What you need to do -
(a) From the Texas geoscience board text, extract everything between "The Texas Board" and "What is Geoscience?", inclusive.
(b) Rewrite the paragraph of the Texas geoscience board text that begins "The Texas Board of Professional Geoscientists (TBPG) was created" as a bulleted list that keeps its main facts.
(c) Carry on the Texas geoscience board text from the point where it stops.

About Us

The Texas Board of Professional Geoscientists (TBPG) was created in 2001 by Senate Bill 405 in the 77th Legislature. Senate Bill 405, also known as the Texas Geoscience Practice Act, became Texas Occupations Code 1002. Officially becoming effective on September 1, 2003, TOC 1002 is the governing statute by which the TBPG operates. The Texas Geoscience Practice Act is the basis for all agency rules, policies and procedures. The TBPG is governed by a nine-member Board, all appointed by the Governor with the advice and consent of the Senate. The Board consists of six Professional Geoscientists and three public members, which serve staggered six-year terms.

What is Geoscience?

Geoscience is the science of the earth and its origin and history, the investigation of the earth’s environment and its constituent soils, rocks, minerals, fossil fuels, solids, and fluids, and the study of the natural and introduced agents, forces, and processes that cause changes in and on the earth.

Geology is the study of the origin, composition, structure, and history of the earth and its constituent soils, rocks, minerals, fossil fuels, solids, fluids and gases, and the study of the natural and introduced agents, forces, and processes that cause changes in and on the earth. There are many subdivisions of geology, which may include historical geology, physical geology, economic geology, mineralogy, paleontology, structural geology, mining geology, petroleum geology, physiography, geomorphology, geochemistry, hydrogeology, petrography, petrology, volcanology, stratigraphic geology, engineering geology, and environmental geology.

Geophysics refers to the study of the physical earth by means of measuring its natural and induced fields of force, including, but not limited to, electric, gravity and magnetic, and its responses to natural and induced energy or forces, the interpretation of these measurements, applied with judgment to benefit or protect the public.

Dataset entries -
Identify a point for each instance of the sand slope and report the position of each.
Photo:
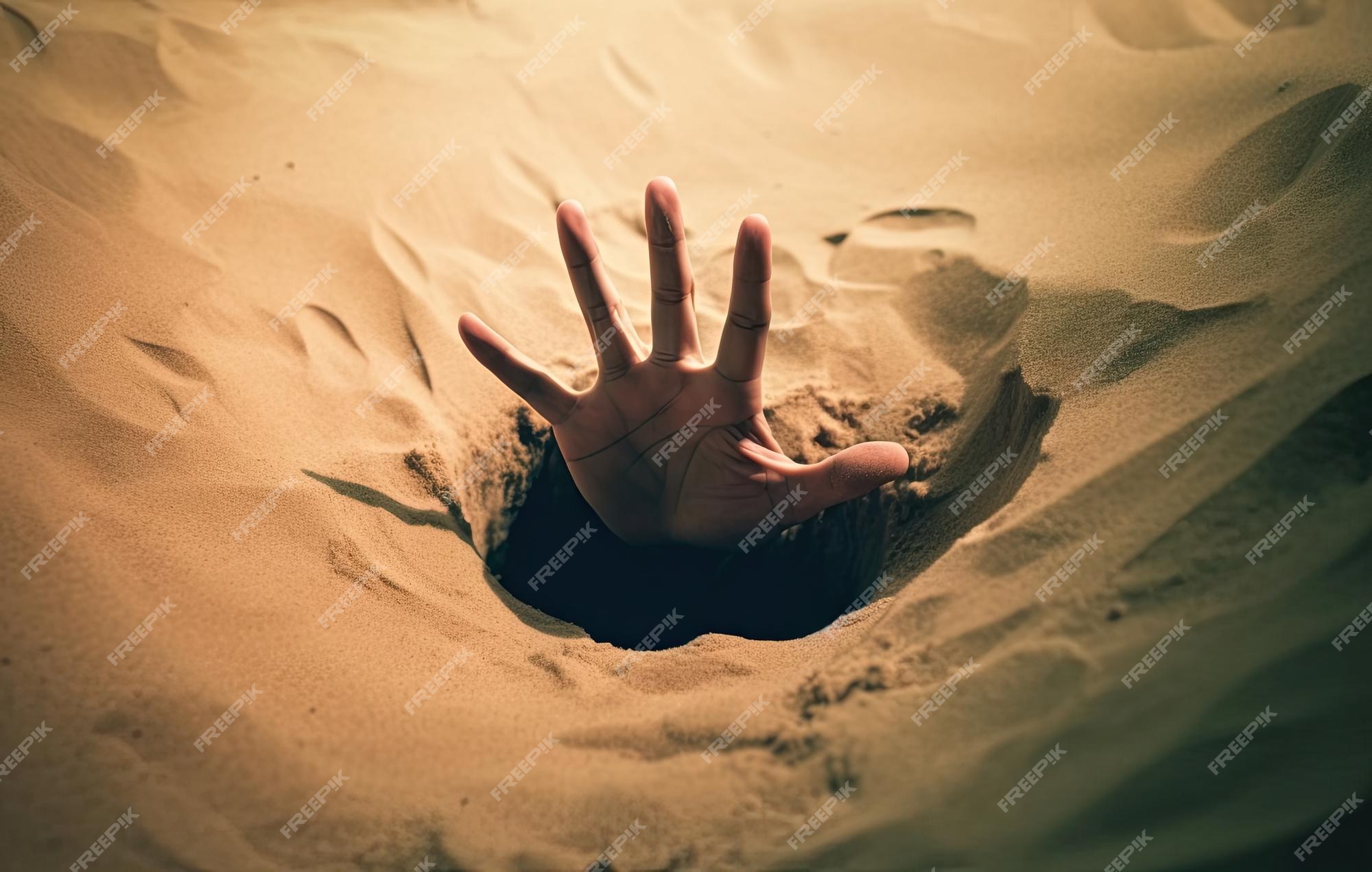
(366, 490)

* * *

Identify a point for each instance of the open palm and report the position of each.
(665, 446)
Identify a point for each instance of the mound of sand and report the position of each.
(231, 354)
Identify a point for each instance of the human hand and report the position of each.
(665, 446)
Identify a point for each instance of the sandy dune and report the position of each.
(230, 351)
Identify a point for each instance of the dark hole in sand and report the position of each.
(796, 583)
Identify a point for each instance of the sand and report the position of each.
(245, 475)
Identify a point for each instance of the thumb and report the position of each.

Outputs for the tasks -
(a)
The Texas Board of Professional Geoscientists (TBPG) was created in 2001 by Senate Bill 405 in the 77th Legislature. Senate Bill 405, also known as the Texas Geoscience Practice Act, became Texas Occupations Code 1002. Officially becoming effective on September 1, 2003, TOC 1002 is the governing statute by which the TBPG operates. The Texas Geoscience Practice Act is the basis for all agency rules, policies and procedures. The TBPG is governed by a nine-member Board, all appointed by the Governor with the advice and consent of the Senate. The Board consists of six Professional Geoscientists and three public members, which serve staggered six-year terms.

What is Geoscience?

(b)
- The Texas Board of Professional Geoscientists (TBPG) was created in 2001 by Senate Bill 405 in the 77th Legislature.
- Senate Bill 405, also called the Texas Geoscience Practice Act, became Texas Occupations Code 1002.
- TOC 1002 took effect on September 1, 2003, and is the statute under which the TBPG operates.
- The Act is the basis for all agency rules, policies and procedures.
- The TBPG is governed by a nine-member Board appointed by the Governor with the advice and consent of the Senate.
- The Board has six Professional Geoscientists and three public members, who serve staggered six-year terms.

(c)
Soil Science is the study of soils, their classification, origin and history, the investigation of physical, chemical, morphological, and biological characteristics of the soil including its ability to produce vegetation and the fate and movement of physical, chemical and biological contaminants.

Why is Licensure Important?

“Much of today’s geological practice impacts engineered works, the health, safety, and welfare of the public, and the environment…. Inadequate and incompetent practice by a geologist can cause loss of life or property and can be expensive because of the need to redo work. Licensure by individual states helps provide protection for the public by establishing minimum standards in the discipline that individuals wishing to practice must meet and maintain.”

Quote from John W. Williams, Professor and Chair, Dept. of Geology, San Jose State University, Past President of the National Association of State Boards of Geology, Past President of the Association of Engineering Geologists, excerpt taken from GSA Today, June 2001.